Selected passage>
-------

Cam Newton sat on the Patriots bench back in Week 7, having thrown three interceptions to the Niners, when Bill Belichick approached. A few words and a tap on the knee later, and Newton was relieved of his duties for the day.
The outlook for Newton was bleak at that point. He was two games into his tenure as Patriots starter after testing positive for COVID-19, and in those two weeks, he was among the bottom-third of quarterbacks in most major statistical categories: first in interceptions, 32nd in rating, 29th in yards.
"If you keep playing games like that, bro," Newton said to himself later that day, he told WEEI, "it's going to be a permanent change."
Since then? Since then he's helped the Patriots go 2-1 while orchestrating one of the most efficient offenses in football.
Some turnaround. Hard to believe, in fact, because in that time the Patriots have averaged a fine-but-not-overwhelming 24.7 points per game, and Newton is just 19th in total passing yards with only one touchdown throw.
But take a look at some of the quarterbacking efficiency numbers, as well as some of the more non-traditional quarterbacking statistics, and a different picture is painted.
Since being benched against San Francisco, Newton is fourth in the NFL in completion percentage (71.4 percent), ninth in yards per attempt (7.4) and 11th in quarterback rating (96.6). At the risk of making everything about Tom Brady in 2020 . . . Newton happens to be ahead of his Patriots predecessor in all three of those categories over the last three weeks.
Newton is also the No. 1 quarterback in football in adjusted completion percentage -- which accounts for drops, batted passes and throwaways -- since Week 8 (85.3 percent), according to Pro Football Focus. His adjusted completion percentage under pressure (89.5) is also tops in the NFL despite having the 11th-most under-pressure throws over the last three weeks (26).
His quarterback rating under pressure in that span is 74.5, good for 13th in football and ahead of Brady (70.5), Aaron Rodgers (56.8) and Ryan Tannehill (31.6). When kept clean, he's also been solid. His 76.5 completion percentage when not hurried puts him ahead of Kyler Murray (74.5), Russell Wilson (73.4) and Deshaun Watson (69.8).
Newton's accuracy numbers these last few weeks have been helped by the fact that he does not throw deep (four attempts of 20 yards or more, just 5.2 percent of his overall attempts), but he's played turnover-free the last two weeks, which has allowed a not-so-explosive offense to generally make the most of its possessions.

-------

Task prompt>
Reproduce the passage on Cam Newton's turnaround, starting at "The outlook for" and ending at "one touchdown throw.", with every "Patriots" changed to "New England".

Extracted material>

-------

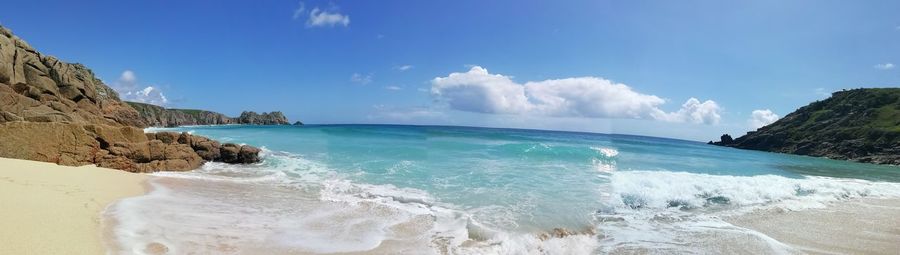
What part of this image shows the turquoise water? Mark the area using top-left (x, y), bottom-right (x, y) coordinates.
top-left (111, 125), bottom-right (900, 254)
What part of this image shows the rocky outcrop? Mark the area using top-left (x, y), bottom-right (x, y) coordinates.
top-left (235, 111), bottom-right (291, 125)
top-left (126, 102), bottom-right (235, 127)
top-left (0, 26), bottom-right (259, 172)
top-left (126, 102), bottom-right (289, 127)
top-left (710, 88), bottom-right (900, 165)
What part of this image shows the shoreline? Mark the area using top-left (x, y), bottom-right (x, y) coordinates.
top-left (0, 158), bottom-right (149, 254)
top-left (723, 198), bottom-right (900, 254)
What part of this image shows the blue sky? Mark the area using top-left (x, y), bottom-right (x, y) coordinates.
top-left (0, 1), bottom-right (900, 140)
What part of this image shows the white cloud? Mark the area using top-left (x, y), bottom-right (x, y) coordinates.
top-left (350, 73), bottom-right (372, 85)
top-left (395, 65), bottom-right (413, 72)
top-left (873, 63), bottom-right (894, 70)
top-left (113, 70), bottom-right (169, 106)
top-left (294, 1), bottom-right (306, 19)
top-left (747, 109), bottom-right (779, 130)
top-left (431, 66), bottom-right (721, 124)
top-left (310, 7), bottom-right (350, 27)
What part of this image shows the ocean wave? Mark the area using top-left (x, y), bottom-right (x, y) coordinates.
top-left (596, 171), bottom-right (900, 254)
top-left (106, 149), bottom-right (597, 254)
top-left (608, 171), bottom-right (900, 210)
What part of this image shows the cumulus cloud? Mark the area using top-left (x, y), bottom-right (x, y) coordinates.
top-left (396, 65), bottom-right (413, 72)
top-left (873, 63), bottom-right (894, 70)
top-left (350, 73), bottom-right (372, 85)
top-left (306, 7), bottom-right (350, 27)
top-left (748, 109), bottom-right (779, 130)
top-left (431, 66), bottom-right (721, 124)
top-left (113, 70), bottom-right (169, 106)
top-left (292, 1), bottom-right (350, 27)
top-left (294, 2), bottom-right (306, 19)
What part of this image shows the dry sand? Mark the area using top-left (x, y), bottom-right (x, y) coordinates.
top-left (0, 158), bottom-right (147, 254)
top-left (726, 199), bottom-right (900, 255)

-------

Written solution>
The outlook for Newton was bleak at that point. He was two games into his tenure as New England starter after testing positive for COVID-19, and in those two weeks, he was among the bottom-third of quarterbacks in most major statistical categories: first in interceptions, 32nd in rating, 29th in yards.
"If you keep playing games like that, bro," Newton said to himself later that day, he told WEEI, "it's going to be a permanent change."
Since then? Since then he's helped the New England go 2-1 while orchestrating one of the most efficient offenses in football.
Some turnaround. Hard to believe, in fact, because in that time the New England have averaged a fine-but-not-overwhelming 24.7 points per game, and Newton is just 19th in total passing yards with only one touchdown throw.